(Task to carry out):
Please transcribe the data exactly, with nothing left out.

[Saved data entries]
Segment Open
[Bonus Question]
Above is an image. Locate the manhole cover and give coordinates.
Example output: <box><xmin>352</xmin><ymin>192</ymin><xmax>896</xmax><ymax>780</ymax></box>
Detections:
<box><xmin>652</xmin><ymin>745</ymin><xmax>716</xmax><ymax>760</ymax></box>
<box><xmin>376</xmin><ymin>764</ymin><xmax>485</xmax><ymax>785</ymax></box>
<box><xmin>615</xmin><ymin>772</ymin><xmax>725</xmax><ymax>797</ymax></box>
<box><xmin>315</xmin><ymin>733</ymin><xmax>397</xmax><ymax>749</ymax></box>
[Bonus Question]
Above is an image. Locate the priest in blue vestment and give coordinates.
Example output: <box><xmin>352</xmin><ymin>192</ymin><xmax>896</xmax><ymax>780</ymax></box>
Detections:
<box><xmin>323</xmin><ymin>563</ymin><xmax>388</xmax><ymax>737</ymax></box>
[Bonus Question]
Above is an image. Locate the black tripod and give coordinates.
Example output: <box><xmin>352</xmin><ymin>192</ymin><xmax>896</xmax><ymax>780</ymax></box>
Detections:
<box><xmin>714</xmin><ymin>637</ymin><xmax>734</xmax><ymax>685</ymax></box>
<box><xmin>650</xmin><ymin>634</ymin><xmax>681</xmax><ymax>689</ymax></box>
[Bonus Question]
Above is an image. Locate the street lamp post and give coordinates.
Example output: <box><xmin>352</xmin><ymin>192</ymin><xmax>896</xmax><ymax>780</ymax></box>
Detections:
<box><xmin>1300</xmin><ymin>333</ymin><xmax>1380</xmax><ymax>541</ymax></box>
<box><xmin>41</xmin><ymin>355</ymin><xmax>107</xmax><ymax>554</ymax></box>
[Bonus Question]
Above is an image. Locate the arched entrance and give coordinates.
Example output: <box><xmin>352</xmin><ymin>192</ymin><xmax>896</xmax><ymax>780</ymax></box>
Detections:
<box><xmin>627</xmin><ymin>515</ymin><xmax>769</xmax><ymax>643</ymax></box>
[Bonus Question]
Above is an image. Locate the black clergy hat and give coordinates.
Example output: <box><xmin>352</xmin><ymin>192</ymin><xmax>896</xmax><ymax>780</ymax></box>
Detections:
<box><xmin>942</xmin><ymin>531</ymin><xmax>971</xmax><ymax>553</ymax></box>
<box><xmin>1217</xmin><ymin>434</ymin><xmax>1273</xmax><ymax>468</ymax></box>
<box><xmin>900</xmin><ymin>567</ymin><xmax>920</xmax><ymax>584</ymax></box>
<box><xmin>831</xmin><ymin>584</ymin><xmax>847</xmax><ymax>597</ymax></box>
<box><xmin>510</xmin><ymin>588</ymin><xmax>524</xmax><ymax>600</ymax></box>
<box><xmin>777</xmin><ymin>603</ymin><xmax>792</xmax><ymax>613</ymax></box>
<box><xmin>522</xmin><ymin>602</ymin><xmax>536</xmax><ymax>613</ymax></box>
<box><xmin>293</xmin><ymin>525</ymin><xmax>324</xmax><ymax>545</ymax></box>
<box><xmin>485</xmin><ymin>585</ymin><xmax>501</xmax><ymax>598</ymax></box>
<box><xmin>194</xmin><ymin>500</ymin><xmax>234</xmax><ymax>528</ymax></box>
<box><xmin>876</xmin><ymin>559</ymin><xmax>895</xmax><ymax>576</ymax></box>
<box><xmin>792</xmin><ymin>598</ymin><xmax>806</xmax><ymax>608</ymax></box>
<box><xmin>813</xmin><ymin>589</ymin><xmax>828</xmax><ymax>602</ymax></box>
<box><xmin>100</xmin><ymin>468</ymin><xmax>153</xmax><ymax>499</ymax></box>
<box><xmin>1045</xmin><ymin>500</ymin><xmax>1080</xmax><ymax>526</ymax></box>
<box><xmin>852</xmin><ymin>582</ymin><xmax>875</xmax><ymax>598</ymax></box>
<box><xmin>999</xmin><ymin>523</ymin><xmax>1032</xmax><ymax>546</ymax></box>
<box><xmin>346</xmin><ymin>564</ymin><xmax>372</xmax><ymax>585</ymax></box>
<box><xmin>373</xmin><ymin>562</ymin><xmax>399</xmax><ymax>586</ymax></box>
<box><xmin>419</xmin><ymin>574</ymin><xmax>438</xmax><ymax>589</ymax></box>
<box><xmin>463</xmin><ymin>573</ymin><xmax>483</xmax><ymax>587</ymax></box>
Segment Closed
(Answer):
[Bonus Question]
Above is an image. Locate the manhole cover and give coordinates.
Example output: <box><xmin>352</xmin><ymin>192</ymin><xmax>896</xmax><ymax>780</ymax></box>
Detections:
<box><xmin>652</xmin><ymin>745</ymin><xmax>716</xmax><ymax>760</ymax></box>
<box><xmin>376</xmin><ymin>764</ymin><xmax>485</xmax><ymax>785</ymax></box>
<box><xmin>615</xmin><ymin>772</ymin><xmax>725</xmax><ymax>797</ymax></box>
<box><xmin>315</xmin><ymin>733</ymin><xmax>397</xmax><ymax>749</ymax></box>
[Bonus Question]
Above is an image. Locate the priest in blue vestment and give coordinates.
Example output: <box><xmin>352</xmin><ymin>192</ymin><xmax>896</xmax><ymax>780</ymax></box>
Detections:
<box><xmin>323</xmin><ymin>563</ymin><xmax>388</xmax><ymax>737</ymax></box>
[Bonus Question]
Above is an image. Locate the black tripod and give coordinates.
Example output: <box><xmin>352</xmin><ymin>192</ymin><xmax>896</xmax><ymax>780</ymax></box>
Detections:
<box><xmin>714</xmin><ymin>637</ymin><xmax>734</xmax><ymax>685</ymax></box>
<box><xmin>650</xmin><ymin>634</ymin><xmax>681</xmax><ymax>689</ymax></box>
[Bonus Question]
Above is an image. Locate the street lamp post and give coordinates.
Example output: <box><xmin>352</xmin><ymin>192</ymin><xmax>896</xmax><ymax>780</ymax></box>
Detections:
<box><xmin>1300</xmin><ymin>333</ymin><xmax>1380</xmax><ymax>541</ymax></box>
<box><xmin>41</xmin><ymin>355</ymin><xmax>107</xmax><ymax>554</ymax></box>
[Bonus Question]
Above is an image. Locate the arched entrance and give coordinates.
Example output: <box><xmin>352</xmin><ymin>192</ymin><xmax>896</xmax><ymax>780</ymax></box>
Detections:
<box><xmin>627</xmin><ymin>515</ymin><xmax>769</xmax><ymax>643</ymax></box>
[Bonus Question]
Above is an image. Locate the black clergy hat and give coordinates.
Example output: <box><xmin>352</xmin><ymin>192</ymin><xmax>896</xmax><ymax>780</ymax></box>
Detections:
<box><xmin>942</xmin><ymin>531</ymin><xmax>971</xmax><ymax>553</ymax></box>
<box><xmin>1217</xmin><ymin>434</ymin><xmax>1273</xmax><ymax>468</ymax></box>
<box><xmin>900</xmin><ymin>567</ymin><xmax>920</xmax><ymax>584</ymax></box>
<box><xmin>831</xmin><ymin>584</ymin><xmax>847</xmax><ymax>597</ymax></box>
<box><xmin>510</xmin><ymin>588</ymin><xmax>524</xmax><ymax>600</ymax></box>
<box><xmin>777</xmin><ymin>603</ymin><xmax>792</xmax><ymax>613</ymax></box>
<box><xmin>522</xmin><ymin>602</ymin><xmax>536</xmax><ymax>613</ymax></box>
<box><xmin>293</xmin><ymin>525</ymin><xmax>324</xmax><ymax>545</ymax></box>
<box><xmin>485</xmin><ymin>585</ymin><xmax>501</xmax><ymax>598</ymax></box>
<box><xmin>194</xmin><ymin>500</ymin><xmax>234</xmax><ymax>528</ymax></box>
<box><xmin>876</xmin><ymin>559</ymin><xmax>895</xmax><ymax>576</ymax></box>
<box><xmin>792</xmin><ymin>598</ymin><xmax>806</xmax><ymax>608</ymax></box>
<box><xmin>813</xmin><ymin>589</ymin><xmax>828</xmax><ymax>602</ymax></box>
<box><xmin>100</xmin><ymin>468</ymin><xmax>153</xmax><ymax>499</ymax></box>
<box><xmin>1045</xmin><ymin>500</ymin><xmax>1080</xmax><ymax>526</ymax></box>
<box><xmin>852</xmin><ymin>582</ymin><xmax>875</xmax><ymax>598</ymax></box>
<box><xmin>999</xmin><ymin>523</ymin><xmax>1032</xmax><ymax>546</ymax></box>
<box><xmin>346</xmin><ymin>564</ymin><xmax>372</xmax><ymax>585</ymax></box>
<box><xmin>373</xmin><ymin>562</ymin><xmax>399</xmax><ymax>586</ymax></box>
<box><xmin>419</xmin><ymin>574</ymin><xmax>438</xmax><ymax>589</ymax></box>
<box><xmin>463</xmin><ymin>573</ymin><xmax>483</xmax><ymax>587</ymax></box>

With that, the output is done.